**Source document**
When can I go back to work?
Your doctor or nurse will tell you when you can go back to work.
When should I follow-up?
- Call (602) 456 2342 to schedule this appointment if one was not made for you at the time of your discharge from the hospital. After the initial appointment you will have a important appointment in 3 months for defibrillator check when adjustments will made to the programming to increase device longevity. Please call our office and confirm your appointment.
- The pacemaker check is performed at the Device Clinic and takes about 15 to 30 minutes.
- This first follow-up appointment is critical, because adjustments will be made that will prolong the life of your pacemaker. This appointment is for a device check with the electrophysiology nurse. If you need to see your doctor for follow-up care, you will need to schedule a separate appointment.
- An echocardiogram may be performed as part of your first follow-up evaluation.

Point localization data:
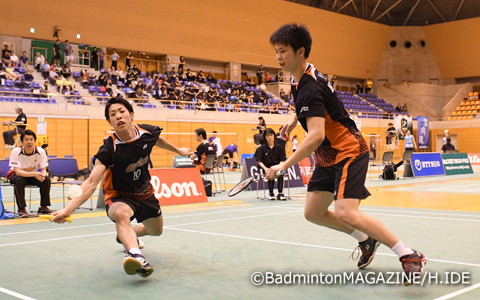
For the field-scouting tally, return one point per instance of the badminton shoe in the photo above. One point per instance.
(368, 249)
(413, 266)
(137, 264)
(141, 244)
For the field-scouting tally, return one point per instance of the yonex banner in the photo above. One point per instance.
(252, 169)
(427, 164)
(474, 158)
(456, 163)
(423, 133)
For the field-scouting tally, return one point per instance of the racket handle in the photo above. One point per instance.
(49, 217)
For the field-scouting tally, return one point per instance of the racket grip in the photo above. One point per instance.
(49, 217)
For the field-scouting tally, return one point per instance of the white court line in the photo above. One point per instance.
(404, 211)
(15, 294)
(311, 245)
(231, 219)
(459, 292)
(228, 235)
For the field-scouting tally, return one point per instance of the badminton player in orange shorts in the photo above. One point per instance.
(122, 161)
(341, 152)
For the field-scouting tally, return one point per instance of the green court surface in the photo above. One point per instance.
(213, 250)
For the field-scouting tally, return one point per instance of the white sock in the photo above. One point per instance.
(359, 236)
(401, 250)
(135, 251)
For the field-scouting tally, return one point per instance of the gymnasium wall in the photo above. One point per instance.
(455, 47)
(228, 31)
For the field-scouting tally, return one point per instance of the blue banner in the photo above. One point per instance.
(423, 133)
(252, 169)
(427, 164)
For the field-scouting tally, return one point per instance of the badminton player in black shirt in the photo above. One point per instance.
(122, 161)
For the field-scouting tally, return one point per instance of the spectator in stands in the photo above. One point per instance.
(203, 150)
(333, 80)
(359, 87)
(445, 136)
(448, 145)
(200, 77)
(67, 48)
(216, 143)
(101, 58)
(56, 53)
(10, 74)
(268, 78)
(182, 62)
(368, 85)
(14, 59)
(114, 59)
(44, 89)
(94, 56)
(19, 121)
(409, 141)
(25, 162)
(260, 74)
(24, 60)
(128, 60)
(270, 154)
(211, 78)
(294, 143)
(39, 60)
(391, 133)
(250, 82)
(230, 152)
(5, 57)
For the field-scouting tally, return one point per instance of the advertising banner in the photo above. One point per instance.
(423, 133)
(456, 163)
(427, 164)
(252, 169)
(178, 186)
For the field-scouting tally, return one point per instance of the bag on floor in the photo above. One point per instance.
(208, 187)
(388, 173)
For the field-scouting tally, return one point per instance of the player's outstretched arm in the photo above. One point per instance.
(88, 188)
(167, 145)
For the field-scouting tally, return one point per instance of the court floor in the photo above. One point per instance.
(223, 249)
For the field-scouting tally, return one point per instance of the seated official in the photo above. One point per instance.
(448, 145)
(29, 167)
(203, 150)
(271, 154)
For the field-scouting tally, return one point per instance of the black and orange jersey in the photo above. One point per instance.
(315, 97)
(127, 163)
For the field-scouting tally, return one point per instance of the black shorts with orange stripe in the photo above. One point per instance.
(345, 179)
(142, 210)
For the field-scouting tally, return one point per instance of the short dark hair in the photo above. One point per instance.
(118, 100)
(294, 35)
(28, 132)
(202, 132)
(268, 131)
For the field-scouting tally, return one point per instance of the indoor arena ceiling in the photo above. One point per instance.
(401, 12)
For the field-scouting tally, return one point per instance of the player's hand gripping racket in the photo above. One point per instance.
(246, 183)
(49, 217)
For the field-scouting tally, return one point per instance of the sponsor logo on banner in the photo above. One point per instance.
(456, 163)
(474, 158)
(293, 173)
(178, 186)
(427, 164)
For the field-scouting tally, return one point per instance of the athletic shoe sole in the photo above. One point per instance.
(408, 283)
(132, 266)
(371, 257)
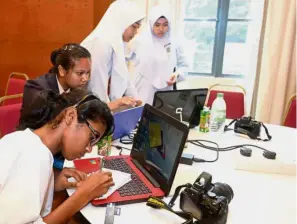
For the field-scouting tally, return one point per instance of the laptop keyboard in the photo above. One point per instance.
(133, 187)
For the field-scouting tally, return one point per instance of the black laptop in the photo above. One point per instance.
(190, 100)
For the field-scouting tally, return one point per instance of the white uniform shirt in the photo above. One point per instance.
(26, 178)
(103, 70)
(155, 59)
(106, 46)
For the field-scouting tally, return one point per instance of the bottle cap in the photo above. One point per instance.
(220, 95)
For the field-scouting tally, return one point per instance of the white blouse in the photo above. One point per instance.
(26, 178)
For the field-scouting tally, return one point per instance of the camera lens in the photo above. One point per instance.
(225, 190)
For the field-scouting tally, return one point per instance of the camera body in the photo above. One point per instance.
(248, 126)
(206, 200)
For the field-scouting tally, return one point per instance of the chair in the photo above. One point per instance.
(15, 86)
(289, 119)
(9, 118)
(234, 99)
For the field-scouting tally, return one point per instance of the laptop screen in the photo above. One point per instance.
(158, 145)
(187, 99)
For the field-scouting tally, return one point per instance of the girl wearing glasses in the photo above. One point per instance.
(71, 69)
(70, 123)
(110, 78)
(159, 59)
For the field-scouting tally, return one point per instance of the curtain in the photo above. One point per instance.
(276, 71)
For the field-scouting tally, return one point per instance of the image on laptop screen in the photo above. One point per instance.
(157, 145)
(187, 99)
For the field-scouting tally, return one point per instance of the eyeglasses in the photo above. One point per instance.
(95, 135)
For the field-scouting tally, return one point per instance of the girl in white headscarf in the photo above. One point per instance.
(110, 77)
(158, 57)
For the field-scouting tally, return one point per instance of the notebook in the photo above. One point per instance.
(190, 100)
(153, 161)
(119, 179)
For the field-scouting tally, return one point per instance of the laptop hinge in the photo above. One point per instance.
(146, 174)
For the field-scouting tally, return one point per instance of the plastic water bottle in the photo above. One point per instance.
(218, 113)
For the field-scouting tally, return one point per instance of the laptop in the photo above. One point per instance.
(153, 161)
(126, 121)
(190, 100)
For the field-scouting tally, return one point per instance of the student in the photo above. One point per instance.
(110, 77)
(71, 69)
(158, 57)
(70, 123)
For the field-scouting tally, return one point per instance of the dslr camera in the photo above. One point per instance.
(248, 126)
(207, 202)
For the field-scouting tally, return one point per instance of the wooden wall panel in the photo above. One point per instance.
(31, 29)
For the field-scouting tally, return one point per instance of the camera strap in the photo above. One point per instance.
(160, 204)
(242, 131)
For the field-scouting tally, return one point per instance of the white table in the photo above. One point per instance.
(259, 197)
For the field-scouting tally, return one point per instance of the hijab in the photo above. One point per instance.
(156, 55)
(118, 17)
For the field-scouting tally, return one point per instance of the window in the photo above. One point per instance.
(222, 32)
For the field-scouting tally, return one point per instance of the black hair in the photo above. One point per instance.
(46, 107)
(66, 56)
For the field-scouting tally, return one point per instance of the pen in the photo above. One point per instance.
(101, 164)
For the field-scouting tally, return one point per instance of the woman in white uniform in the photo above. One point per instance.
(27, 180)
(110, 77)
(158, 57)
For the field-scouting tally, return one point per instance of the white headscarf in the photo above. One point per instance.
(118, 17)
(156, 55)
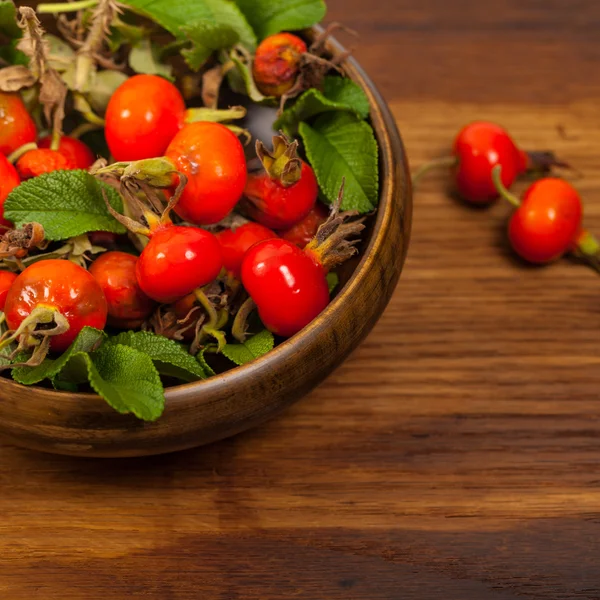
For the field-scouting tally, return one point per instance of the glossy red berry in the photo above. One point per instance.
(176, 261)
(7, 278)
(64, 287)
(288, 287)
(9, 180)
(143, 116)
(547, 223)
(304, 231)
(235, 244)
(479, 147)
(36, 162)
(78, 153)
(16, 126)
(277, 63)
(213, 159)
(116, 274)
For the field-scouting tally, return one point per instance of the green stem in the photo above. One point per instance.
(587, 250)
(501, 188)
(55, 141)
(446, 161)
(192, 115)
(238, 329)
(63, 7)
(213, 317)
(588, 244)
(24, 149)
(83, 129)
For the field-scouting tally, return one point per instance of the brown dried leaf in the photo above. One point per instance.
(32, 43)
(53, 95)
(15, 78)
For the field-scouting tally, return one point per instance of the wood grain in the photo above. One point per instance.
(456, 454)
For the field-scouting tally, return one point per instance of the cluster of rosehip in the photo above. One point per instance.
(548, 221)
(201, 167)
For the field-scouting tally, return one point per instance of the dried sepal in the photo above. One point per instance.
(336, 239)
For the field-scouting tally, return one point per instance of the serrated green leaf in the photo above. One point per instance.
(272, 16)
(87, 339)
(144, 58)
(332, 281)
(255, 347)
(66, 203)
(340, 145)
(169, 357)
(12, 56)
(105, 84)
(209, 24)
(7, 350)
(8, 19)
(339, 94)
(202, 360)
(128, 380)
(242, 81)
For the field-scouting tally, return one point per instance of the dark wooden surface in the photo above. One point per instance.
(456, 455)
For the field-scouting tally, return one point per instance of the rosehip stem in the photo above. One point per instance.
(238, 329)
(63, 7)
(14, 157)
(587, 250)
(192, 115)
(501, 188)
(446, 161)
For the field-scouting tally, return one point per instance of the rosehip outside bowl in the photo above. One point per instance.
(83, 424)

**Task**
Can you reproduce the stretch of the pacemaker follow-up text from "- The pacemaker" through "first follow-up evaluation." word for word?

**Solution below**
- The pacemaker check is performed at the Device Clinic and takes about 15 to 30 minutes.
- This first follow-up appointment is critical, because adjustments will be made that will prolong the life of your pacemaker. This appointment is for a device check with the electrophysiology nurse. If you need to see your doctor for follow-up care, you will need to schedule a separate appointment.
- An echocardiogram may be performed as part of your first follow-up evaluation.